What is IBS?
Irritable bowel syndrome (IBS) is a collective term for a group of symptoms relating to the large intestine. It is estimated to effect as many as one in five Australians. Sufferers are also more likely to be women than men - but despite its prevalence, IBS can be tricky to identify and diagnose.
Common symptoms of IBS?
IBS manifests itself differently for everyone. In some cases it can be very debilitating, such stomach pains and irregular bowel motions, while in others it can be less severe but equally annoying (impeding on daily decisions).
Here are some of the most common signs and symptoms to look out for:
- Abdominal pain, cramping and discomfort
- Diarrhea or constipation, or alternating between the two
- Feeling of incomplete bowel movement
- Bloating and gas
What causes IBS?
The underlying cause of IBS remains somewhat of a mystery. IBS is usually a blanket diagnosis given by a GP when other diagnostic tests have ruled out anything sinister. This can be frustrating when looking for answers and trying to understand what to do next.
While there is no silver bullet for treating IBS, there are some things you can do to best manage your symptoms and bring your body back into balance.
Modify Your Diet
One of the most effective ways to manage IBS symptoms is to modify your diet. This involves identifying and avoiding foods that trigger your symptoms. Common food triggers include fatty foods, spicy foods, caffeine, alcohol, and dairy products. You may also want to try a low FODMAP diet, which eliminates certain types of carbohydrates that are difficult to digest and can trigger IBS symptoms. Before making any dietary changes, it's important to work with a registered dietician to ensure that you are still getting all the necessary nutrients while avoiding trigger foods.

**Material provided**:
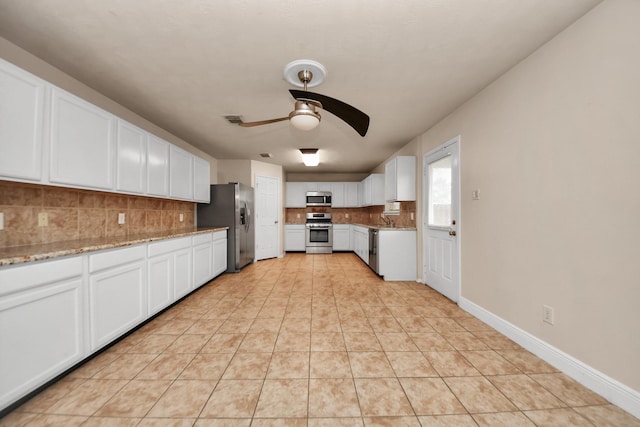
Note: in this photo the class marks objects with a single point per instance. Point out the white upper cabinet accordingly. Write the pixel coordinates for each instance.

**Work order**: Copy the IBS text starting with "Irritable bowel syndrome" and going on through "symptoms of IBS?", substituting "Patients" for "Sufferers". Rely only on the IBS text.

**Output of the exercise**:
Irritable bowel syndrome (IBS) is a collective term for a group of symptoms relating to the large intestine. It is estimated to effect as many as one in five Australians. Patients are also more likely to be women than men - but despite its prevalence, IBS can be tricky to identify and diagnose.
Common symptoms of IBS?